┌────────

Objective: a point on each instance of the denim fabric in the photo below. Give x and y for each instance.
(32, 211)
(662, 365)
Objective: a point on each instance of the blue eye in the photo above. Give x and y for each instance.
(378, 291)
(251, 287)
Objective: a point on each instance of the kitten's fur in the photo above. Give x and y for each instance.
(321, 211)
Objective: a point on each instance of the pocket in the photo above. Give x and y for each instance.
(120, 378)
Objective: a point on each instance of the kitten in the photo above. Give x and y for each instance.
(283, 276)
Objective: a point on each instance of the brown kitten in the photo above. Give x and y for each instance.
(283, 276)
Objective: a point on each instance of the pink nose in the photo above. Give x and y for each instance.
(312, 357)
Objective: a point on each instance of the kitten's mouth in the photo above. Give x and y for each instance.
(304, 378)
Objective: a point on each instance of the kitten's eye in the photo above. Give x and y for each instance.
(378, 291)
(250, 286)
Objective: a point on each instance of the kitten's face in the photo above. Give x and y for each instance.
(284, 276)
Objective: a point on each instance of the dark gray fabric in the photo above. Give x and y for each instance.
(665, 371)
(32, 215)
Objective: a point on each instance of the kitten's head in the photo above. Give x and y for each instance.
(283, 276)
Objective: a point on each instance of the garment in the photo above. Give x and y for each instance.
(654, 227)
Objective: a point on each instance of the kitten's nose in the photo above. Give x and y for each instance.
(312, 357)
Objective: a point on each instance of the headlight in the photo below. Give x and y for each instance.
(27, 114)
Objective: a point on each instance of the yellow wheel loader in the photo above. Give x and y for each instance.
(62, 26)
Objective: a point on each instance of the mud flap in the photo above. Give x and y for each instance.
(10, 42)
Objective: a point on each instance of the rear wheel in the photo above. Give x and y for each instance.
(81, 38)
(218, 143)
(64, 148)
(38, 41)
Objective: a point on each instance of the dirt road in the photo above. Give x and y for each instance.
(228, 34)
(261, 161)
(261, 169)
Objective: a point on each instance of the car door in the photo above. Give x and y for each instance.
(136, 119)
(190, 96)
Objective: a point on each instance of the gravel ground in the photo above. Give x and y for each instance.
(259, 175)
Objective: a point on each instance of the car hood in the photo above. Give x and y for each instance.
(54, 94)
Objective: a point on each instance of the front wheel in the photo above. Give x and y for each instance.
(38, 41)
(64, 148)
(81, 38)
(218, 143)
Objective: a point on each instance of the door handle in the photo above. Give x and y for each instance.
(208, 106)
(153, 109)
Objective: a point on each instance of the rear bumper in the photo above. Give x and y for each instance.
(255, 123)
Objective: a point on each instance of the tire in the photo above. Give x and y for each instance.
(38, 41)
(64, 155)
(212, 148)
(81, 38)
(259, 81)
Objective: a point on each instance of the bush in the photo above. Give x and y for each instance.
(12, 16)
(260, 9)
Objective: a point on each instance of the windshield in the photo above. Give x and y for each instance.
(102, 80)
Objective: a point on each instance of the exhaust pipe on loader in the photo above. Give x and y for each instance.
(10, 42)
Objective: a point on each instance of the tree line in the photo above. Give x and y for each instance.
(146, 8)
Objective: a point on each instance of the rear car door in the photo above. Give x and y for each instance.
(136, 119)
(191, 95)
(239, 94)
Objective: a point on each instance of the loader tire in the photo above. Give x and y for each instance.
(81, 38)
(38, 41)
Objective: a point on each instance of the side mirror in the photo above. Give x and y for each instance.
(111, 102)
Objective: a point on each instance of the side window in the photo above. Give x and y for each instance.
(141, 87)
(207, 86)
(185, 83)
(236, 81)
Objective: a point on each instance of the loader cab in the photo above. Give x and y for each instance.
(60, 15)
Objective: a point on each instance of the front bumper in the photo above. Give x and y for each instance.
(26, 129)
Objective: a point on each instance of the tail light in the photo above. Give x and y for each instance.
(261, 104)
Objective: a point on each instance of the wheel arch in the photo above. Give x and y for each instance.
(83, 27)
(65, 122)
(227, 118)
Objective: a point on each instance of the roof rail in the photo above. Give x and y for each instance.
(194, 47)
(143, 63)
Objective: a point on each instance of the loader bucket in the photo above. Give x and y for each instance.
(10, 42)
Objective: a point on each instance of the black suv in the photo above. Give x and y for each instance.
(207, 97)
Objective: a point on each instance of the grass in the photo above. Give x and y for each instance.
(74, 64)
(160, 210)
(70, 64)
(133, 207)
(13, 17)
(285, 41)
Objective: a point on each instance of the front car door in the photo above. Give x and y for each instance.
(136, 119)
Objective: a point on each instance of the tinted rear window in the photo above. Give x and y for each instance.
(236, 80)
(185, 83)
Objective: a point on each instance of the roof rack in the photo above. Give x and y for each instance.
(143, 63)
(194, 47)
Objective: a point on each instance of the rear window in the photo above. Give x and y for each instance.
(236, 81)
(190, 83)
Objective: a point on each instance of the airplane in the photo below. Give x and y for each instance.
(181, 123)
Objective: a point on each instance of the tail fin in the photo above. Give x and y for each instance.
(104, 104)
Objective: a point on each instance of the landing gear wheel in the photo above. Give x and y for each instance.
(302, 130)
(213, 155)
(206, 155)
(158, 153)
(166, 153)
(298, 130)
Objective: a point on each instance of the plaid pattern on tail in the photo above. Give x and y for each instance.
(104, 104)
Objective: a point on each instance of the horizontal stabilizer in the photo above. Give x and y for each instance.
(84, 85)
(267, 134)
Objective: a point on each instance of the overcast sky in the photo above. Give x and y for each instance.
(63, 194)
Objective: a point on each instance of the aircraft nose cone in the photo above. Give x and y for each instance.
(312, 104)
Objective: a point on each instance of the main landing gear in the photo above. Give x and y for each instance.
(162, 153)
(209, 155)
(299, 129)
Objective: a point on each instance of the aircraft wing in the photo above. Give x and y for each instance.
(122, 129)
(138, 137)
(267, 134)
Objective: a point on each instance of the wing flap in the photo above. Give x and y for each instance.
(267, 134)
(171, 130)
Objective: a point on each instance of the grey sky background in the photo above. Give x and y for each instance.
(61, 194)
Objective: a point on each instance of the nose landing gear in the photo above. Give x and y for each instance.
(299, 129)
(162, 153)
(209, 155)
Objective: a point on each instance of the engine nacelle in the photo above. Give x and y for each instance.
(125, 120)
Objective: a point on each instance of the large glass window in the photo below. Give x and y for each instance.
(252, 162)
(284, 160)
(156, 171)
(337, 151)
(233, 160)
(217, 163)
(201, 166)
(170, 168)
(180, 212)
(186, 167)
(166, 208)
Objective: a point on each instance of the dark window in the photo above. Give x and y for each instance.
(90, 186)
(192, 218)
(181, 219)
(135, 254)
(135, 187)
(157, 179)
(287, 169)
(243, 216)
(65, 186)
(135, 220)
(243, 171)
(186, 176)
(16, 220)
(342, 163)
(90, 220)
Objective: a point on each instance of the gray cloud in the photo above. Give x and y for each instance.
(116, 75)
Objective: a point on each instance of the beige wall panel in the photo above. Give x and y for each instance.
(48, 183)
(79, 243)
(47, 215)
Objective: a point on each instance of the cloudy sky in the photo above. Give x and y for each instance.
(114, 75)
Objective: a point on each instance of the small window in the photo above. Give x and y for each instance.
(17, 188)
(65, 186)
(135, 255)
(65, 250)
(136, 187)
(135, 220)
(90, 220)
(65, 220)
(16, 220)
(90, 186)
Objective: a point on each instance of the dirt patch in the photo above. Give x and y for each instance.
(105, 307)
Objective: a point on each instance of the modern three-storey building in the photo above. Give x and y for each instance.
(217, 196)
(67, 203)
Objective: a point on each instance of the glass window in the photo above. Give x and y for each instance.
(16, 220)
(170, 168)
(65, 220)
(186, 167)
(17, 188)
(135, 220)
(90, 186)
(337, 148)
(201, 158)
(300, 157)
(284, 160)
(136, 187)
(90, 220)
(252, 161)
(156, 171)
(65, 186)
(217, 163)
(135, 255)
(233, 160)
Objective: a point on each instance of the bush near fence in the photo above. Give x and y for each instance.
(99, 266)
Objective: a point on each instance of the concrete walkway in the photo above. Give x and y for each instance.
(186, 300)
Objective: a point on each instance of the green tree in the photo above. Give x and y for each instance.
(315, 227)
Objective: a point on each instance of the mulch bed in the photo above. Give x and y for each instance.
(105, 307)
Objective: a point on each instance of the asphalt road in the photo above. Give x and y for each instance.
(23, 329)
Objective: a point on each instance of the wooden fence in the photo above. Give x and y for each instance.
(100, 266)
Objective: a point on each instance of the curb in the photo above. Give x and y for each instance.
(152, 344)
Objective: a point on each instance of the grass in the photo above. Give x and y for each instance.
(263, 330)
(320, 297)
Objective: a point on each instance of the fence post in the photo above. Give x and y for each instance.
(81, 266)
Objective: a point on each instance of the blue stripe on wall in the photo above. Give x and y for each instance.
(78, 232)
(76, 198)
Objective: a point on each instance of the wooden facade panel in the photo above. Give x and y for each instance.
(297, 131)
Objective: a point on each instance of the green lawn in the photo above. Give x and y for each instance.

└────────

Extract, exactly as they appear, the lines from the one containing "Objective: a point on each instance of the concrete" through the final line.

Objective: a point on each instance of the concrete walkway in the photo above. Give x and y for each instance.
(186, 300)
Objective: a point on each instance of the green tree in the photo above. Give x and y for each instance.
(315, 227)
Objective: a point on each instance of the mulch bed in the photo above. Give x and y for each instance.
(105, 307)
Objective: a point on each instance of the asphalt road in the photo above. Give x and y for each instance.
(23, 329)
Objective: a point on each instance of the wooden fence in the photo above. Give x and y for each instance.
(100, 266)
Objective: a point on each instance of the curb in the photo above. Give x and y for each instance.
(152, 344)
Objective: a point on each instance of the grass in the photo above. Give x and y for each instance.
(263, 330)
(320, 297)
Objective: a point on each instance of the fence post in the photo above. Give x and y for each instance.
(81, 266)
Objective: a point on each instance of the blue stripe on wall in the photo above. Give x and y for each instance.
(78, 232)
(76, 198)
Objective: a point on each instance of the wooden facade panel in the photo above. Give x and y for each instance.
(297, 131)
Objective: a point on each instance of the green lawn in the photo above. Give x and y for each instance.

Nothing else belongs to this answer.